— Start —

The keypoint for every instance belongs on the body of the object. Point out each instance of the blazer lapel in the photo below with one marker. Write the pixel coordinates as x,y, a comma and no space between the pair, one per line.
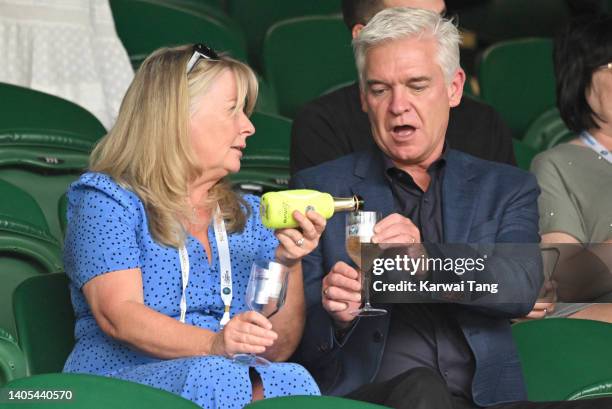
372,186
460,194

— End —
— Start —

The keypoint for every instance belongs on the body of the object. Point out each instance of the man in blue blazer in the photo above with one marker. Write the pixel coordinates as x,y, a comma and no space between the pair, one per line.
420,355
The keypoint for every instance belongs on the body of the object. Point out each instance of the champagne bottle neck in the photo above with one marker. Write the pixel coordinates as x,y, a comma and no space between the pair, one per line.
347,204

— End —
— Start —

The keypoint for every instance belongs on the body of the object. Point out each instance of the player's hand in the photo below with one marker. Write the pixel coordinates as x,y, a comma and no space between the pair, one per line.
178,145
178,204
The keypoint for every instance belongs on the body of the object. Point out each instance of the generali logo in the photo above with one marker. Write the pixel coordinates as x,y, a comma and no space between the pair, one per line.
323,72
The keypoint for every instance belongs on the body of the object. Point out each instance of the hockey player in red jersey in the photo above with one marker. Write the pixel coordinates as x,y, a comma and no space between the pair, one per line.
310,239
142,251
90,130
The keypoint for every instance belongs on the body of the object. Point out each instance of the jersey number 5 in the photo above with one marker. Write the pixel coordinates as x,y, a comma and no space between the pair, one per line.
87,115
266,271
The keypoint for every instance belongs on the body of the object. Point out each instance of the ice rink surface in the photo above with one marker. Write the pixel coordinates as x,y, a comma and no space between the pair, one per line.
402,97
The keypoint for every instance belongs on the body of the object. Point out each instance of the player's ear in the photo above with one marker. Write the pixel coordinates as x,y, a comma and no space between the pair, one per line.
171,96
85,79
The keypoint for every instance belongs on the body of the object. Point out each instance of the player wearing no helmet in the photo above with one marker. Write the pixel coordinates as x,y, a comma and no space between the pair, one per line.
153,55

— End —

TASK DESCRIPTION: Show every line in the items above that contains the word "below", copying each such line in full.

FULL ANSWER:
The keypoint for every instance belongs on the body of the object. Point out each instance of the blazer lapel in the photo below with one marker. Write the pixel coordinates as x,y, a comma and no space between the pair, one per line.
The keypoint for every instance belongs on the body of the object. Point out each instance of the player's hand in the photo below with one marker. Write the pixel coordinates as x,y, a comma and no space between the pair, one per line.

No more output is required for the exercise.